> Supplied material
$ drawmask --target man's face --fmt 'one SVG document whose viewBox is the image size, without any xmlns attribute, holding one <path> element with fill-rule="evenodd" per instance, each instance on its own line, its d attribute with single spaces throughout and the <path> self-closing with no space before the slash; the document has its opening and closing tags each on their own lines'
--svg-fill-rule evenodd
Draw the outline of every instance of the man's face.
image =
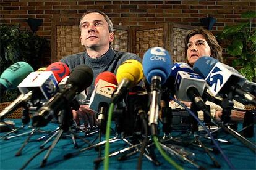
<svg viewBox="0 0 256 170">
<path fill-rule="evenodd" d="M 189 38 L 187 57 L 190 64 L 194 65 L 200 57 L 211 54 L 211 49 L 202 34 L 195 34 Z"/>
<path fill-rule="evenodd" d="M 109 32 L 108 23 L 101 14 L 88 14 L 81 23 L 81 44 L 85 47 L 104 47 L 113 41 L 114 33 Z"/>
</svg>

> Task to carry out
Output these lines exactly as they are, leaving the picture out of your answer.

> Complete output
$ drawmask --target man's face --fmt 'one SVG document whose viewBox is the image size, without any xmlns attribute, holding one <path> element with fill-rule="evenodd" per instance, each instance on its own line, its d attribute with single spaces throughout and the <path> self-closing with no space before the slash; the document has its opening and closing tags each on their own lines'
--svg-fill-rule evenodd
Draw the outline of every instance of the man's face.
image =
<svg viewBox="0 0 256 170">
<path fill-rule="evenodd" d="M 189 38 L 187 57 L 190 64 L 194 65 L 200 57 L 211 54 L 211 49 L 202 34 L 195 34 Z"/>
<path fill-rule="evenodd" d="M 109 32 L 108 23 L 101 14 L 88 14 L 81 23 L 81 44 L 85 47 L 104 47 L 113 41 L 114 33 Z"/>
</svg>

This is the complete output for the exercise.